* Instruction
Reproduce the material below in full, replacing every occurrence of "Query" with "Target" and leaving all else unchanged.

(Entries pointing to labeled objects)
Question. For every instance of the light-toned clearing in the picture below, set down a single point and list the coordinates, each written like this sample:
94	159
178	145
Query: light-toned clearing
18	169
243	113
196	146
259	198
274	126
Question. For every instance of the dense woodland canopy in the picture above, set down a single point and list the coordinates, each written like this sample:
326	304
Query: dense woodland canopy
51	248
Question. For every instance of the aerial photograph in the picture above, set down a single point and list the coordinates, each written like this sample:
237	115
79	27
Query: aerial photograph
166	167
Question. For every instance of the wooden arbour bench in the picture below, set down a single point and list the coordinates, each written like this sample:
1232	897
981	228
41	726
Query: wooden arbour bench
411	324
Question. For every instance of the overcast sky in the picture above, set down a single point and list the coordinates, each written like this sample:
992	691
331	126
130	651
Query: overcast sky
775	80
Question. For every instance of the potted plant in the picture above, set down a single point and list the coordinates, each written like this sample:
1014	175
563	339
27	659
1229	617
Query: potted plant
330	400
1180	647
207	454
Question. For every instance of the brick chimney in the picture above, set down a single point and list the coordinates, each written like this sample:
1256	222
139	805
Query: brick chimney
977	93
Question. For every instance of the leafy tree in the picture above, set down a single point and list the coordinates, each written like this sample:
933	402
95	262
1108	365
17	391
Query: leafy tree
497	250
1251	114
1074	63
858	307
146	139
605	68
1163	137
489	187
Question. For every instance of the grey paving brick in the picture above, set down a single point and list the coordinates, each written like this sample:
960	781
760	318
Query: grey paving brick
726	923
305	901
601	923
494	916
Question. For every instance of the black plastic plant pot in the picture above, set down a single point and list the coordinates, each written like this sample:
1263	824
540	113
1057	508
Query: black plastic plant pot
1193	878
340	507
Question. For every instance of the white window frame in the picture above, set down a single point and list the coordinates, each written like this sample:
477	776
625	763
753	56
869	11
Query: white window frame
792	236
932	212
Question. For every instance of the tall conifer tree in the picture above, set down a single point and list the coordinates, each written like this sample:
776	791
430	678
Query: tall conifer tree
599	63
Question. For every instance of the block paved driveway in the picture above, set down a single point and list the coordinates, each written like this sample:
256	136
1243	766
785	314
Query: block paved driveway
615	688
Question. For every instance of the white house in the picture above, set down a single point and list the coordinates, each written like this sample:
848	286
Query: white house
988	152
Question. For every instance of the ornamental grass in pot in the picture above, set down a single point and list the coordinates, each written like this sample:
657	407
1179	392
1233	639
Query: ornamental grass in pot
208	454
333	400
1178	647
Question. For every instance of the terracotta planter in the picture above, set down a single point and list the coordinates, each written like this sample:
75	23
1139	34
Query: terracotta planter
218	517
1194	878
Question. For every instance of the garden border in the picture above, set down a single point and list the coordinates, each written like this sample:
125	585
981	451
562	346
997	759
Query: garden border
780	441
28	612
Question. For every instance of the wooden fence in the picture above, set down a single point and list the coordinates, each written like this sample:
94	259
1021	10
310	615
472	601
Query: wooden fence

* Final result
Question. For every instance of the light-toned clearing in the picture below, set down a single point and list the coordinates, each written like this sample:
94	159
178	145
Target: light-toned clearing
18	169
243	113
196	146
259	198
274	126
Question. For every instance of the dense woodland canopy in the picture above, set down a single point and list the coordinates, each written like this sample:
326	304
Target: dense woodland canopy
51	248
Question. For every instance of the aerial photograph in the picture above, set down a single point and list the coordinates, each written like this sample:
237	115
79	27
Target: aerial photograph
166	167
Question. For every instance of the wooden arbour bench in the picture below, set down a single point and list the coordinates, each written like this sample:
1232	897
981	228
41	726
Target: wooden arbour bench
411	324
Question. For every instance of the overcast sky in the picture above, set down a single point and list the coordinates, each written like this sample:
992	691
331	126
130	651
Target: overcast sky
775	80
Question. For every instance of the potted plant in the picture above, set down a single point and list the coordinates, each written like this sample:
1014	175
563	339
27	659
1229	617
Target: potted plant
330	400
1180	647
207	454
Question. For every instance of the brick chimney in the picture above, set down a single point and list the coordinates, each written like this sample:
1256	222
139	805
Target: brick chimney
977	93
Question. For every instance of the leafy tree in the picture above, set down a single point and list the coordinates, each written like this sample:
933	402
95	262
1108	365
17	391
Target: leafy tree
497	250
1251	114
1074	63
858	307
146	139
605	68
1163	137
489	187
Question. For every instance of the grey paving brick in the picture above, set down a single point and list the coordinates, each written like this sample:
960	781
760	318
Target: grey paving brick
726	923
305	901
601	923
494	916
Question. For every instance of the black plastic plant pot in the picture above, set down a single point and list the coordinates, each written like this sample:
1263	824
540	113
1057	508
Target: black plastic plant pot
1193	878
340	507
Question. For every instance of the white window frame in the picture above, set down a single point and list the coordinates, each written like this sample:
477	776
625	763
753	56
869	11
Target: white window frame
792	236
932	212
Question. For every instance of the tall conifer tree in the picture above, set down a single point and list the coordinates, each written like this sample:
776	791
430	678
Target: tall conifer tree
599	63
Question. For every instance of the block paved driveway in the picture above, set down a single point and list the coordinates, each written like this sample:
256	136
1243	766
785	314
Target: block paved driveway
615	688
Question. For every instance of the white house in the picture above, set down a single point and list the coordinates, each written like this sample:
848	286
Target: white house
988	152
Question. For every instance of the ornamental grass in pot in the picture above, set down a single point and list the coordinates, each written like this sample:
657	407
1179	392
1233	639
Target: ornamental grass in pot
208	454
333	400
1178	647
Question. For every instance of the terracotta planter in the picture above, set down a single point and list the coordinates, each written like this sample:
75	23
1139	34
Target: terracotta planter
218	517
1194	878
Question. For every instance of the garden border in the picture above, set down a single point and list the coordinates, each written like this sample:
125	585
981	451
562	346
997	759
Target: garden border
780	441
28	612
Question. For every instance of the wooden fence in the picture above, set down a single point and list the coordinates, each written like this sample:
94	259
1021	10
310	615
472	601
Target: wooden fence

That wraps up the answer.